#### [ASSIGNMENT]
Please retype, word for word, the stretch from "Planning long term, and" through "when it counts." in the article below on strength training for endurance athletes.

(SELECTED EXCERPT)

Swimming Exercises: Reasons why endurance athletes should do strength training

Swimming Tips by Dan Daly

Many endurance athletes avoid strength training because:

They don’t have time

They don’t want to be sore

They don’t want to bulk up 

They don’t want to slow down 

Running or biking is enough lower body “strength”

DALY Tip 1: They truth is:

Strength training can improve time efficiency with small doses that maximize adaptation and improve the quality of other training volume. 

Soreness is temporary, indicates a lack of tolerance in your ability to produce force or repetitive force, and can be minimized by focusing on low rep, higher load strength work. Strength training also increases resilience and susceptibility to injury, aches, and pains. 

Low rep, high load strength training improves your ability to produce force, not grow. Endurance training volumes and energy intakes are often contradictory to gaining significant mass. 

Planning long term, and periodizing training focuses, allows your body to adapt to higher training volumes inline with key races. You may be tired and broken down in the short-term so that you can feel stronger and more explosive when it counts. 

If you want to get faster, or improve your ability to sustain pace for longer periods, you need to increase your maximum force production. Running, biking, and even swimming do not provide the overload of force to make any appreciable strength gains. 

What’s holding you back from training and racing your best?

(End SELECTED EXCERPT)
(PROVIDED INFORMATION)

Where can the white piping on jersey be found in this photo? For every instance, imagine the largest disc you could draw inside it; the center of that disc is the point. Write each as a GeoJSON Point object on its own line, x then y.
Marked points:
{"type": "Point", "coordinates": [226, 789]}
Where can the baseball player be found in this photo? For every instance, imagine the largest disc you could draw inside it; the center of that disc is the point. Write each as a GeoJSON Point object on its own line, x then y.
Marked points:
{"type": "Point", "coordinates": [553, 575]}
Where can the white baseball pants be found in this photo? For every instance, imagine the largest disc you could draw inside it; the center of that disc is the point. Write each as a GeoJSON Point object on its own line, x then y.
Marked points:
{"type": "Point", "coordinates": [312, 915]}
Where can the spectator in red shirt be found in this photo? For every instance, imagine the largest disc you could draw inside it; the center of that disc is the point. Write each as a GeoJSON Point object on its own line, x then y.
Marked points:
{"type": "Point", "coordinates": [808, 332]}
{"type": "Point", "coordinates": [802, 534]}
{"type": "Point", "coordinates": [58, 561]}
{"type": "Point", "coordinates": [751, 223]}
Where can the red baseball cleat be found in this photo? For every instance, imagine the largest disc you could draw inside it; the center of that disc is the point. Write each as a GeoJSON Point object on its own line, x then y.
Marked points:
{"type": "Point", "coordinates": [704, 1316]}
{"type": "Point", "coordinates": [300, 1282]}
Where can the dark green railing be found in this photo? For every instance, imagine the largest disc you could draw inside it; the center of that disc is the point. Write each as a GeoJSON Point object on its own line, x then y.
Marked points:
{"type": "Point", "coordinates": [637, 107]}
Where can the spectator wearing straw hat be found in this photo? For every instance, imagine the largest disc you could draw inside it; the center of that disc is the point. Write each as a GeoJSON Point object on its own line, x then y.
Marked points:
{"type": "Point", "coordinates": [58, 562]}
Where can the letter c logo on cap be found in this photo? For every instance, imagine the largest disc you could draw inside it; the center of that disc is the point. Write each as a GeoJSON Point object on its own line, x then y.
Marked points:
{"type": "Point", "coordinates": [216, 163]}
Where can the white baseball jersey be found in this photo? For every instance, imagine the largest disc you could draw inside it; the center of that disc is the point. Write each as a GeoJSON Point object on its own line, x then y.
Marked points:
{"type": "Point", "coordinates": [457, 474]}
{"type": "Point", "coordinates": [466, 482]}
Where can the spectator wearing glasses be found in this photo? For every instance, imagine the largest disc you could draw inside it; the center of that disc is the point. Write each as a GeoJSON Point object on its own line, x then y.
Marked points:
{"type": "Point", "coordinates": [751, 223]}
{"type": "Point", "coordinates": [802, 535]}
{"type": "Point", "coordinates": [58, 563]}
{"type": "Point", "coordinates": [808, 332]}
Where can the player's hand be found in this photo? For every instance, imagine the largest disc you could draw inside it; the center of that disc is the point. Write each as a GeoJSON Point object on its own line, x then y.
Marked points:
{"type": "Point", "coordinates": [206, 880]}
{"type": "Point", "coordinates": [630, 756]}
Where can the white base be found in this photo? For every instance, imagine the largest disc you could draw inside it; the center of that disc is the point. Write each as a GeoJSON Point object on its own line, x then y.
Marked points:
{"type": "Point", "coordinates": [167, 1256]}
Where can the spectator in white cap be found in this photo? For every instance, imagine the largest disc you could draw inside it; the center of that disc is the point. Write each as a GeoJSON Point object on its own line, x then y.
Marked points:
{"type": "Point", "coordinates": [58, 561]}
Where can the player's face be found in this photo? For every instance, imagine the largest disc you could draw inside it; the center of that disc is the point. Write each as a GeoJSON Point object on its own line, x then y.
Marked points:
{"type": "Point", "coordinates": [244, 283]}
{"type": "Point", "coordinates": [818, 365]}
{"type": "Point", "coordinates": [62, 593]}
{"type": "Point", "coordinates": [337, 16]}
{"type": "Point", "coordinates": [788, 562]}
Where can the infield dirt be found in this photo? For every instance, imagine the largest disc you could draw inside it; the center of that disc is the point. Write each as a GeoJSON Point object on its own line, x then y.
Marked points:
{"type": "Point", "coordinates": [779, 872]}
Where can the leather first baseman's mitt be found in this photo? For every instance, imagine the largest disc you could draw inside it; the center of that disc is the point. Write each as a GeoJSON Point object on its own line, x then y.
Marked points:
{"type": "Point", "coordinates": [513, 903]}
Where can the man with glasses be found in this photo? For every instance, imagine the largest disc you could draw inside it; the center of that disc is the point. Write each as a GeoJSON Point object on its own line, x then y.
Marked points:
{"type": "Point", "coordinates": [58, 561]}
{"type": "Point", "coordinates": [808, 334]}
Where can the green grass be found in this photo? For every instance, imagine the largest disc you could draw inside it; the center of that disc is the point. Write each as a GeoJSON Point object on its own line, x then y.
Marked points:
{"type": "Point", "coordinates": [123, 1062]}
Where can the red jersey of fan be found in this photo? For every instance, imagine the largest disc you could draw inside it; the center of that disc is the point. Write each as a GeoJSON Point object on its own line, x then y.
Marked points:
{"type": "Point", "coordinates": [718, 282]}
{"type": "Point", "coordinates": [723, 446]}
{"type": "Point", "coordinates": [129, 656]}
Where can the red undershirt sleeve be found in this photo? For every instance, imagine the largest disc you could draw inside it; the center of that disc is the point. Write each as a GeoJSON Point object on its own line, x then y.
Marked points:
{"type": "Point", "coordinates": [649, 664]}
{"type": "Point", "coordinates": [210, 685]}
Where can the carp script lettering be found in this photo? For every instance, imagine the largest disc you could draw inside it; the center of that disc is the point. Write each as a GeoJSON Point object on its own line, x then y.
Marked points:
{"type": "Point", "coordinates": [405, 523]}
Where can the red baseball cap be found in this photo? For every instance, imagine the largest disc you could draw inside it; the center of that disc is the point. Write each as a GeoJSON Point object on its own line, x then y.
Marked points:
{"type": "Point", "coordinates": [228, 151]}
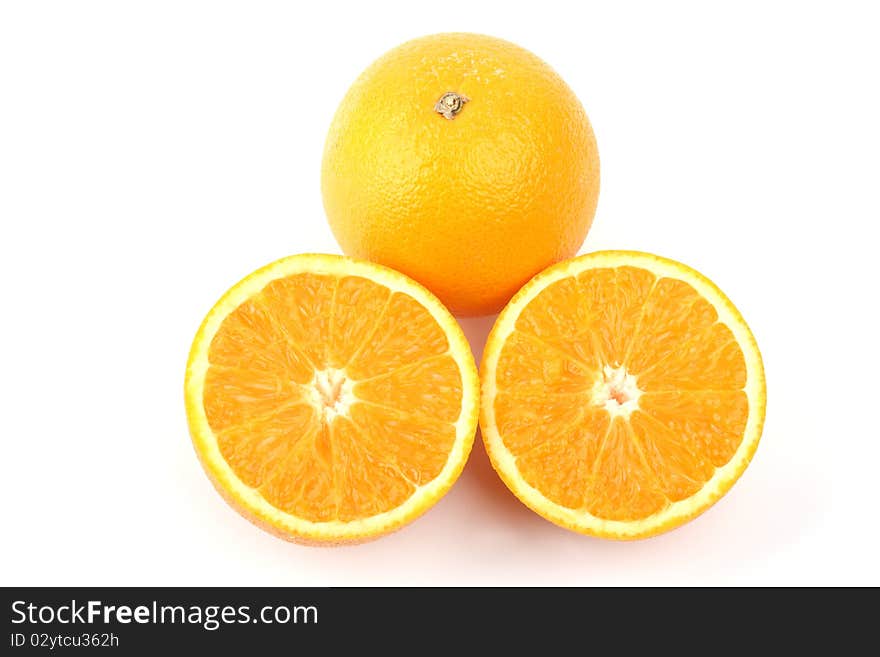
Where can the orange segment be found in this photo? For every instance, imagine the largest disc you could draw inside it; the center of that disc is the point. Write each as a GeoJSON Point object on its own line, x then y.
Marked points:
{"type": "Point", "coordinates": [415, 445]}
{"type": "Point", "coordinates": [366, 483]}
{"type": "Point", "coordinates": [623, 486]}
{"type": "Point", "coordinates": [359, 302]}
{"type": "Point", "coordinates": [301, 307]}
{"type": "Point", "coordinates": [331, 399]}
{"type": "Point", "coordinates": [566, 461]}
{"type": "Point", "coordinates": [710, 423]}
{"type": "Point", "coordinates": [430, 387]}
{"type": "Point", "coordinates": [622, 394]}
{"type": "Point", "coordinates": [392, 345]}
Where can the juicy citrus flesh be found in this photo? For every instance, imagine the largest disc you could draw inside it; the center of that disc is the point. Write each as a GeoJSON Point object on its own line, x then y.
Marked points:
{"type": "Point", "coordinates": [470, 207]}
{"type": "Point", "coordinates": [331, 399]}
{"type": "Point", "coordinates": [622, 394]}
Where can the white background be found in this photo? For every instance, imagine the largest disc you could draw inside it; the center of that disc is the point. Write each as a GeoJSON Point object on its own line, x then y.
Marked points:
{"type": "Point", "coordinates": [152, 153]}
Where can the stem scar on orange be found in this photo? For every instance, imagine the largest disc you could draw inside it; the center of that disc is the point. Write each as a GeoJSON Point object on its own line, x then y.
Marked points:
{"type": "Point", "coordinates": [331, 400]}
{"type": "Point", "coordinates": [465, 162]}
{"type": "Point", "coordinates": [623, 394]}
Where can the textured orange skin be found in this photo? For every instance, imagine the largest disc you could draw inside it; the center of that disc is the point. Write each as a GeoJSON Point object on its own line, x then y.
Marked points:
{"type": "Point", "coordinates": [471, 207]}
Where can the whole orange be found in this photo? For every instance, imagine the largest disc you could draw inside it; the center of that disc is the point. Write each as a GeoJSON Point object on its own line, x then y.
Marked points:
{"type": "Point", "coordinates": [465, 162]}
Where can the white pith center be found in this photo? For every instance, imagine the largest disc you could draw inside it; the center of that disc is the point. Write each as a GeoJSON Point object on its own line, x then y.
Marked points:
{"type": "Point", "coordinates": [617, 391]}
{"type": "Point", "coordinates": [332, 392]}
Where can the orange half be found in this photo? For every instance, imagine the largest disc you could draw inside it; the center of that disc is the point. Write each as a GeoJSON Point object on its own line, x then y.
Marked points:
{"type": "Point", "coordinates": [622, 394]}
{"type": "Point", "coordinates": [331, 400]}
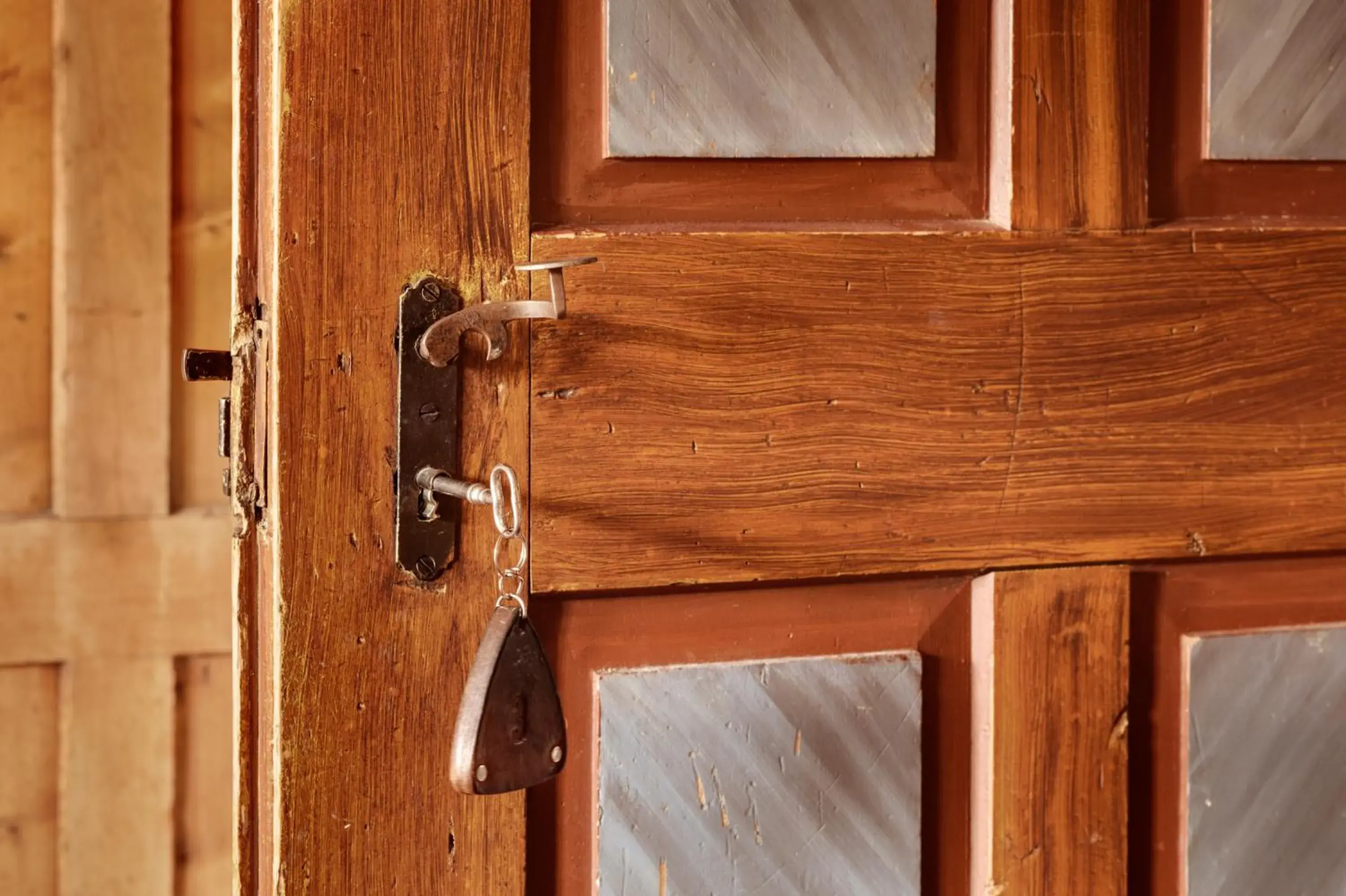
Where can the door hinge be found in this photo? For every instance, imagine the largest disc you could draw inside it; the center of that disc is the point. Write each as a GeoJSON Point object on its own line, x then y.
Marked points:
{"type": "Point", "coordinates": [245, 369]}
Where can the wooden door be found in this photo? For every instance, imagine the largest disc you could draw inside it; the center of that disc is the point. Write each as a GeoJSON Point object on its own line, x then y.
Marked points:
{"type": "Point", "coordinates": [921, 409]}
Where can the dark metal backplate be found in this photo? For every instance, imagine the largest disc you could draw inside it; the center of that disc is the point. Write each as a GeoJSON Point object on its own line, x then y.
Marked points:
{"type": "Point", "coordinates": [427, 432]}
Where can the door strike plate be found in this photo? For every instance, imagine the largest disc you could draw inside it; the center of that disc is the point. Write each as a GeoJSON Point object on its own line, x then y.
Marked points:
{"type": "Point", "coordinates": [431, 326]}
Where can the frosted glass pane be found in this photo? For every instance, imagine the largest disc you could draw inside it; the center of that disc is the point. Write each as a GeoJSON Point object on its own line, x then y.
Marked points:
{"type": "Point", "coordinates": [772, 78]}
{"type": "Point", "coordinates": [785, 777]}
{"type": "Point", "coordinates": [1278, 80]}
{"type": "Point", "coordinates": [1267, 765]}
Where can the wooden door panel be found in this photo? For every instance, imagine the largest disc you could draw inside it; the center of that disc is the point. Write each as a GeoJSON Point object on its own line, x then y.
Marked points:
{"type": "Point", "coordinates": [743, 407]}
{"type": "Point", "coordinates": [1050, 653]}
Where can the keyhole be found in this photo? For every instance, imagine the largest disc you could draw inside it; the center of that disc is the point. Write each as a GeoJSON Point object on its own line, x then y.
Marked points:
{"type": "Point", "coordinates": [519, 719]}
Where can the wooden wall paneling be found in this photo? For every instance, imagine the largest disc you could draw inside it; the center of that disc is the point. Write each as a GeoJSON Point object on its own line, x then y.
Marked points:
{"type": "Point", "coordinates": [29, 742]}
{"type": "Point", "coordinates": [1185, 186]}
{"type": "Point", "coordinates": [575, 185]}
{"type": "Point", "coordinates": [1080, 107]}
{"type": "Point", "coordinates": [1170, 603]}
{"type": "Point", "coordinates": [26, 255]}
{"type": "Point", "coordinates": [737, 408]}
{"type": "Point", "coordinates": [111, 255]}
{"type": "Point", "coordinates": [1057, 814]}
{"type": "Point", "coordinates": [589, 634]}
{"type": "Point", "coordinates": [383, 161]}
{"type": "Point", "coordinates": [204, 793]}
{"type": "Point", "coordinates": [118, 794]}
{"type": "Point", "coordinates": [202, 252]}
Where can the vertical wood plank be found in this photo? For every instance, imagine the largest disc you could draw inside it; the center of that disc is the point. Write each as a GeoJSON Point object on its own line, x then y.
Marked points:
{"type": "Point", "coordinates": [29, 709]}
{"type": "Point", "coordinates": [204, 771]}
{"type": "Point", "coordinates": [395, 142]}
{"type": "Point", "coordinates": [1080, 105]}
{"type": "Point", "coordinates": [202, 255]}
{"type": "Point", "coordinates": [111, 259]}
{"type": "Point", "coordinates": [1057, 731]}
{"type": "Point", "coordinates": [116, 796]}
{"type": "Point", "coordinates": [26, 255]}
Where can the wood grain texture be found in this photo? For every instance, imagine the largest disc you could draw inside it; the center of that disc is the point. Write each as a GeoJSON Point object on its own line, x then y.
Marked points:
{"type": "Point", "coordinates": [1266, 779]}
{"type": "Point", "coordinates": [116, 782]}
{"type": "Point", "coordinates": [29, 742]}
{"type": "Point", "coordinates": [585, 635]}
{"type": "Point", "coordinates": [1058, 719]}
{"type": "Point", "coordinates": [1188, 186]}
{"type": "Point", "coordinates": [204, 793]}
{"type": "Point", "coordinates": [395, 143]}
{"type": "Point", "coordinates": [575, 182]}
{"type": "Point", "coordinates": [111, 259]}
{"type": "Point", "coordinates": [1080, 99]}
{"type": "Point", "coordinates": [1278, 89]}
{"type": "Point", "coordinates": [820, 78]}
{"type": "Point", "coordinates": [1170, 605]}
{"type": "Point", "coordinates": [120, 588]}
{"type": "Point", "coordinates": [26, 255]}
{"type": "Point", "coordinates": [788, 775]}
{"type": "Point", "coordinates": [752, 407]}
{"type": "Point", "coordinates": [202, 255]}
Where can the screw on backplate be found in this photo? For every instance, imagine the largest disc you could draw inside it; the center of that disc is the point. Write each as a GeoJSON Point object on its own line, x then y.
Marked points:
{"type": "Point", "coordinates": [426, 568]}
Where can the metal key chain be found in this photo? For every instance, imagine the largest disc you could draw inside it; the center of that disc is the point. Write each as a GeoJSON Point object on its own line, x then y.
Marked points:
{"type": "Point", "coordinates": [511, 732]}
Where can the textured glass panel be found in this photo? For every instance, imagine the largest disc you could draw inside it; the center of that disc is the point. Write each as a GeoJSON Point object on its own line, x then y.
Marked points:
{"type": "Point", "coordinates": [784, 777]}
{"type": "Point", "coordinates": [772, 78]}
{"type": "Point", "coordinates": [1278, 78]}
{"type": "Point", "coordinates": [1267, 765]}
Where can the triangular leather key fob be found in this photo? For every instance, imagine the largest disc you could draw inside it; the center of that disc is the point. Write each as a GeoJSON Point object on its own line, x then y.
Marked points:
{"type": "Point", "coordinates": [511, 732]}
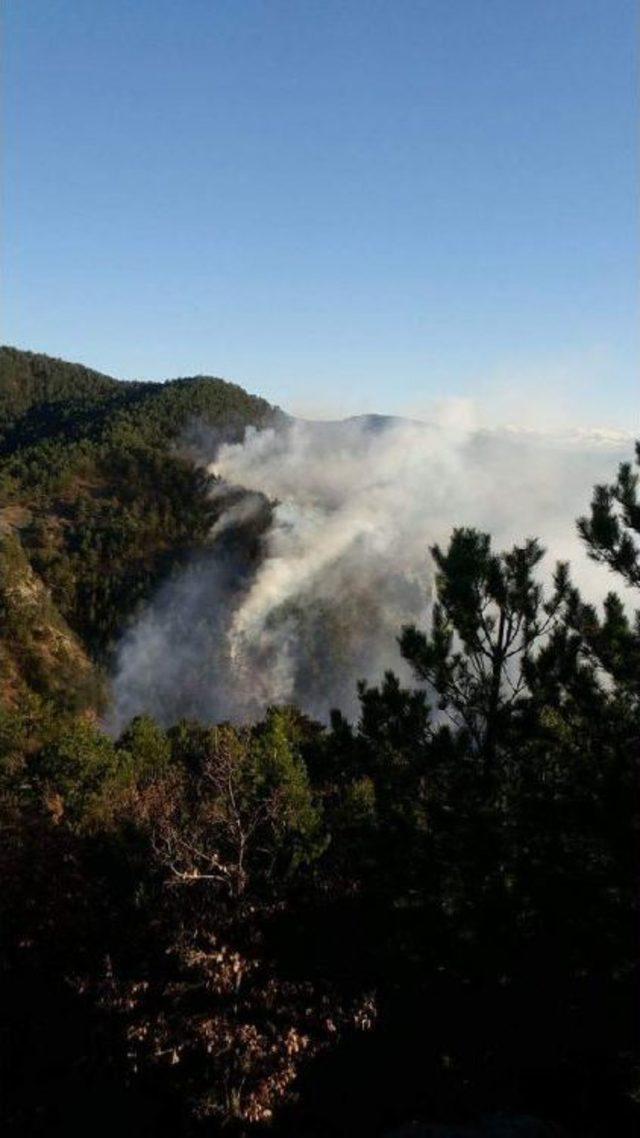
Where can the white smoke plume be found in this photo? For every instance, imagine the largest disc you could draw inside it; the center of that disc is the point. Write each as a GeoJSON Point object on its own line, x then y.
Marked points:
{"type": "Point", "coordinates": [344, 559]}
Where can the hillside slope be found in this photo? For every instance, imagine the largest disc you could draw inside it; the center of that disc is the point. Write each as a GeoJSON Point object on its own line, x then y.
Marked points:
{"type": "Point", "coordinates": [97, 496]}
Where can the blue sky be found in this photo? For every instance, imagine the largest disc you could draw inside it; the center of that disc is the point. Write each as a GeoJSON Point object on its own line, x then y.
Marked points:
{"type": "Point", "coordinates": [344, 205]}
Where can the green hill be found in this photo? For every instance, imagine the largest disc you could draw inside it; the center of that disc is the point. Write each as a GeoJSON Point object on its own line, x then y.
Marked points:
{"type": "Point", "coordinates": [99, 493]}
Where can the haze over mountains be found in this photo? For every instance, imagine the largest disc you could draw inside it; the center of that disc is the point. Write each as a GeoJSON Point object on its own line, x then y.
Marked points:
{"type": "Point", "coordinates": [207, 554]}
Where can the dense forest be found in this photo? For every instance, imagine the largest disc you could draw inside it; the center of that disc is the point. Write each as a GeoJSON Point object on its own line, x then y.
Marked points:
{"type": "Point", "coordinates": [426, 916]}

(End PROVIDED INFORMATION)

#### [RESULT]
Planning long term, and periodizing training focuses, allows your body to adapt to higher training volumes inline with key races. You may be tired and broken down in the short-term so that you can feel stronger and more explosive when it counts.